- [PROBLEM STATEMENT] Copy every line of the data that contains the string "phone".

————————

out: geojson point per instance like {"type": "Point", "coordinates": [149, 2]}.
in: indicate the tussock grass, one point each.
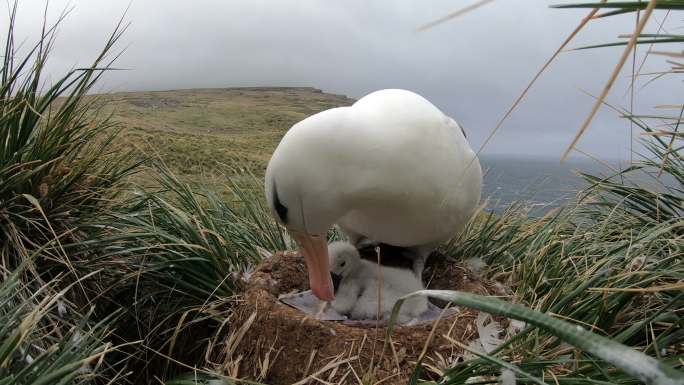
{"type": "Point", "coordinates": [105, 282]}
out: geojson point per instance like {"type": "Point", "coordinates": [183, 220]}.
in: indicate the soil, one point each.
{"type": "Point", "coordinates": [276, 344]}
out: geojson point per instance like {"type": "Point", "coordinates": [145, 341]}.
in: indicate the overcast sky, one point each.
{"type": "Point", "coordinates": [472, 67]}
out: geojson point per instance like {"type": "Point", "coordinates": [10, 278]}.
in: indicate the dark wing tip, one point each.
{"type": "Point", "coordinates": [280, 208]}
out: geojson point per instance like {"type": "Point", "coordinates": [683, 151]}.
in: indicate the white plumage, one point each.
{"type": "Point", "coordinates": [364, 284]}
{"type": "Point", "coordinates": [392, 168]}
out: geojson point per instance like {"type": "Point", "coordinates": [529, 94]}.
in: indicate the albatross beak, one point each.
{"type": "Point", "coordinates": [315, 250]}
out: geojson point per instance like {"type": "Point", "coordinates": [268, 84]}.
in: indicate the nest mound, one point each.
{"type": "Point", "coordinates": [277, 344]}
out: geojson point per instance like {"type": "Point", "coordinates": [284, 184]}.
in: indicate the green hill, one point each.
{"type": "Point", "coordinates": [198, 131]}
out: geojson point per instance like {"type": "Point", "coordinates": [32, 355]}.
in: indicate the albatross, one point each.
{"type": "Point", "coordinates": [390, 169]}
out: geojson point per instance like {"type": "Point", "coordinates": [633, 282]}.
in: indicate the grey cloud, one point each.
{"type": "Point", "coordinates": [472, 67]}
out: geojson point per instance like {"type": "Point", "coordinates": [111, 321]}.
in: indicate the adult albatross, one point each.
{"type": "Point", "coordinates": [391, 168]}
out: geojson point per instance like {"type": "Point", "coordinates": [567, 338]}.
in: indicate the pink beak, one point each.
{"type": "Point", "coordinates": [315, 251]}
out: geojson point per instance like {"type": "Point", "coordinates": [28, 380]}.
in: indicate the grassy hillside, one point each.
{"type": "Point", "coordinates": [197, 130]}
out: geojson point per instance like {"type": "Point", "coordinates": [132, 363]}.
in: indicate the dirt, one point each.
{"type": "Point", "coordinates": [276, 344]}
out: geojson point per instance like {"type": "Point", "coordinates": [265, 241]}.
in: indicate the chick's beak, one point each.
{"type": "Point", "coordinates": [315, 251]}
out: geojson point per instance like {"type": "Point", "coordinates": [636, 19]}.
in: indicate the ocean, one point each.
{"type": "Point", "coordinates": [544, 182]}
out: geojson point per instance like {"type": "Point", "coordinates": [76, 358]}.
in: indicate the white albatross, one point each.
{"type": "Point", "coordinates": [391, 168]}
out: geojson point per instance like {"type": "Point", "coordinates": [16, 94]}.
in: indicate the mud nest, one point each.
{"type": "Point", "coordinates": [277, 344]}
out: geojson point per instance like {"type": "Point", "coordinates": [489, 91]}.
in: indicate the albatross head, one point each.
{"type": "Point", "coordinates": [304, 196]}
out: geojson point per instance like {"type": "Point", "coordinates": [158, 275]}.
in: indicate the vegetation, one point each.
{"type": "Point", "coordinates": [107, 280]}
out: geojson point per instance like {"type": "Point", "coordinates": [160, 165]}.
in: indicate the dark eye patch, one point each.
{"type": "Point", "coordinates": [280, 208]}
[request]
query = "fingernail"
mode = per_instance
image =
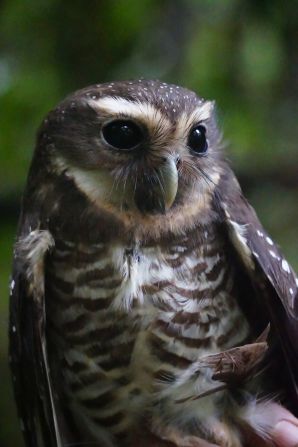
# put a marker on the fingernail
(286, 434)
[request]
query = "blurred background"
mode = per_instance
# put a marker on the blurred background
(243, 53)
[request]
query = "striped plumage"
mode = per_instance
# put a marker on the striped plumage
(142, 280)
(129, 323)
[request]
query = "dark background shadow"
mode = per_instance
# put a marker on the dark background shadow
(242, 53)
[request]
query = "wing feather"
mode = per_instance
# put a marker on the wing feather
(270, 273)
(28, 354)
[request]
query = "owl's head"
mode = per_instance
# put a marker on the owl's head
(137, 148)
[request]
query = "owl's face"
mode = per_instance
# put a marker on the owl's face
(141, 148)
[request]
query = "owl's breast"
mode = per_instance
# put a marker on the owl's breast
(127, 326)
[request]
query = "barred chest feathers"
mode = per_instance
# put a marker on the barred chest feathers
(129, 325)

————————

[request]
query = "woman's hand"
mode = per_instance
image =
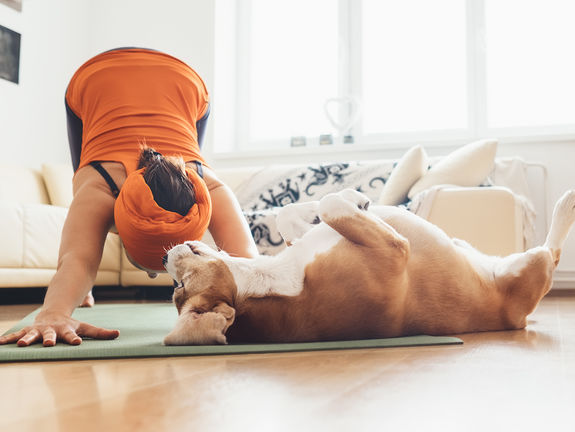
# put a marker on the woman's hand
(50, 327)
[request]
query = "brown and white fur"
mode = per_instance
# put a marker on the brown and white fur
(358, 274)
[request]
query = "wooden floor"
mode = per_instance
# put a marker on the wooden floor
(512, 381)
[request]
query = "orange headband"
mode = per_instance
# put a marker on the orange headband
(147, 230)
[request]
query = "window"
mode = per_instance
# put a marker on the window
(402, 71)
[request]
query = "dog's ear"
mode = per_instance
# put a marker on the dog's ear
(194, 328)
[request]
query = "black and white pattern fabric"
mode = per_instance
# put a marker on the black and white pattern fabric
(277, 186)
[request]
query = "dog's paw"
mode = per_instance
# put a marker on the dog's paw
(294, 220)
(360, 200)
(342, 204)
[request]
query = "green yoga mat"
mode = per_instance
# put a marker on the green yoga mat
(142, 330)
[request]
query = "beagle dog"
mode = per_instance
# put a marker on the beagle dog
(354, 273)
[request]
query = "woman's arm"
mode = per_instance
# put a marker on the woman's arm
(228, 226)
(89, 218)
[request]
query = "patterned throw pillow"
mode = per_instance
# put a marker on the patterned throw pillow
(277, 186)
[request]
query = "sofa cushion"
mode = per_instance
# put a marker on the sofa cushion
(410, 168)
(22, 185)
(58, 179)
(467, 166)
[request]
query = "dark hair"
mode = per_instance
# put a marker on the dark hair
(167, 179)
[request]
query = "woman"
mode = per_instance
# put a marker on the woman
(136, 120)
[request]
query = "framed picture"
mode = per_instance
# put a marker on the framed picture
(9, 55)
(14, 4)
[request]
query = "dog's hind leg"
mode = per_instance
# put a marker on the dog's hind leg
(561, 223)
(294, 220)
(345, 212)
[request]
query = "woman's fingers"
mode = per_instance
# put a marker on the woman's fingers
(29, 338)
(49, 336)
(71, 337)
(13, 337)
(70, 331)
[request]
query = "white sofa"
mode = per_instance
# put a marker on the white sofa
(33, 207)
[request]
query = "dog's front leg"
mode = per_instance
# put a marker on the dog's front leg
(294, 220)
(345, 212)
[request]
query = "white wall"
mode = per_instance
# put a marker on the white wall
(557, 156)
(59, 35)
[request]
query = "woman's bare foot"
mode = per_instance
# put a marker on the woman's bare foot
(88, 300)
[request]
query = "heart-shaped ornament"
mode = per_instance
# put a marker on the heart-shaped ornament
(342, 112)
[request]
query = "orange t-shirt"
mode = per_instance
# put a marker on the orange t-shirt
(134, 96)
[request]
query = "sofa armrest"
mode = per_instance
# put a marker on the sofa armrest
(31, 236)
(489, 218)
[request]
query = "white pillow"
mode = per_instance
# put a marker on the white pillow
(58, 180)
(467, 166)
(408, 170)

————————

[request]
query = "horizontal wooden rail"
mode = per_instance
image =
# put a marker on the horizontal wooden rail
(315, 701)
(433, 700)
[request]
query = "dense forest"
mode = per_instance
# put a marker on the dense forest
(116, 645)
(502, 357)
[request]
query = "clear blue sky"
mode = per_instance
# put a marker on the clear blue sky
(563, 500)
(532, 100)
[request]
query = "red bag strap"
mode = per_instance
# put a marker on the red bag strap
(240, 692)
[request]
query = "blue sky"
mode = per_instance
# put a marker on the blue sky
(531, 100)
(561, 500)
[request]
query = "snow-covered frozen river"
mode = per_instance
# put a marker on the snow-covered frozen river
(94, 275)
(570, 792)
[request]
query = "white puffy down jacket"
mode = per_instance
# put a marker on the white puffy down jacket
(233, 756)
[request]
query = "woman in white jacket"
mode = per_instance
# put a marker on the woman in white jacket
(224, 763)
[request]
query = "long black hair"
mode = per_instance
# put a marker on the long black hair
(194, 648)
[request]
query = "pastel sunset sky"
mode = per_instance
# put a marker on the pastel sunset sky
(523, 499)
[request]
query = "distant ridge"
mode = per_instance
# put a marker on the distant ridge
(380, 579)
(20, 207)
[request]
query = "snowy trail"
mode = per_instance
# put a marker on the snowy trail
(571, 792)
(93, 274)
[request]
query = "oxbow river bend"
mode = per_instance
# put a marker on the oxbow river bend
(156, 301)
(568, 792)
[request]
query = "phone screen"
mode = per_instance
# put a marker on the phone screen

————————

- [EXERCISE OUTPUT]
query = "phone screen"
# put a marker on the phone screen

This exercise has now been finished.